• ABOUT THIS EXERCISE: Rewrite the passage on Latvia's retirement pension system starting at "The State Audit’s" and ending at "Audit council member.", with "continue actively working" changed to "remain in active employment".

*** Opening DOCUMENT PASSAGE ***

It is necessary to review Latvia’s retirement pension system, because the volume of the state’s binding commitments towards maintenance of the retirement pension system is allocated at EUR 4.5 billion, as reported by State Audit’s chief Elita Krūmiņa at a press-conference.
Performing an audit of ministries’ and state institutions’ expenditures in 2019, Latvia’s State Audit turns attention towards the retirement pension system.
The audit institution has estimated that maintenance of the retirement pension system costs the state budget EUR 74 million every year. The amount of commitments or the amount needed to pay pensions in the future is estimated at EUR 4.5 billion.
Currently Defence Ministry’s estimated pension costs reach EUR 1.3 billion, Foreign Affairs Ministry’s amount is estimated at nearly EUR 53 million, Corruption Prevention and Combating Bureau’s (KNAB) amount is estimated at EUR 11.5 million, Culture Ministry’s amount – EUR 1.5 million, Welfare Ministry’s – EUR 645 million, and the pension cost amount estimated for the office of the prosecutor is EUR 158.2 million. Although Interior Affairs Ministry has not re-calculated amounts for retirement pensions, the amount, according to estimates from auditors, could reach EUR 2 billion.
The State Audit’s council member Edgars Korčagins says currently retirement pensions are available to workers of multiple different industries, including workers from military, transport, culture and medical sectors. Korčagins mentioned that retirement pension payment order should be reviewed.
«Retirement pensions are mainly paid to persons unable to continue working. However, it was concluded that seven out of ten persons continue actively working. Additionally, retirement pensions are allocated under different conditions. For example, military personnel retire at 33,» adds the State Audit council member.
According to the State Audit, retirement pensions system should be changed. «The retirement pension matter is topical because there is a number of professions that want to join this pension system, especially considering the retirement pension is larger than old age pension, and it can be paid much earlier than age pension,» explains Krūmiņa.
She adds the State Audit has been talking about the retirement pension problem since 2015. However, now the state auditor has hopes this matter will be discussed at its core, because like it was for audits performed in previous years institutions are aware of the retirement pension costs for the state budget – EUR 4.5 billion.
«There are a large number of interested parties, but we have to stop and consider if we can afford it. Is this system balanced when compared to the age pension system? We have to think how to resolve this problem,» Krūmiņa stresses.

*** Closing DOCUMENT PASSAGE ***
*** Opening LISTED ENTRIES ***

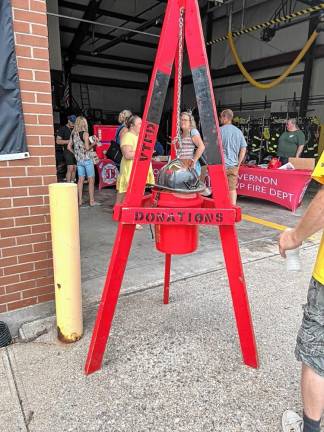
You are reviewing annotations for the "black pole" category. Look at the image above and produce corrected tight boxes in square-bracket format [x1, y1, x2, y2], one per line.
[206, 13, 213, 64]
[299, 14, 319, 117]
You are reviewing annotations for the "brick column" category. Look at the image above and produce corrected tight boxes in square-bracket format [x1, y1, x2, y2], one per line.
[0, 0, 56, 313]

*** Closing LISTED ENTRIES ***

• COMPLETED EXERCISE:
The State Audit’s council member Edgars Korčagins says currently retirement pensions are available to workers of multiple different industries, including workers from military, transport, culture and medical sectors. Korčagins mentioned that retirement pension payment order should be reviewed.
«Retirement pensions are mainly paid to persons unable to continue working. However, it was concluded that seven out of ten persons remain in active employment. Additionally, retirement pensions are allocated under different conditions. For example, military personnel retire at 33,» adds the State Audit council member.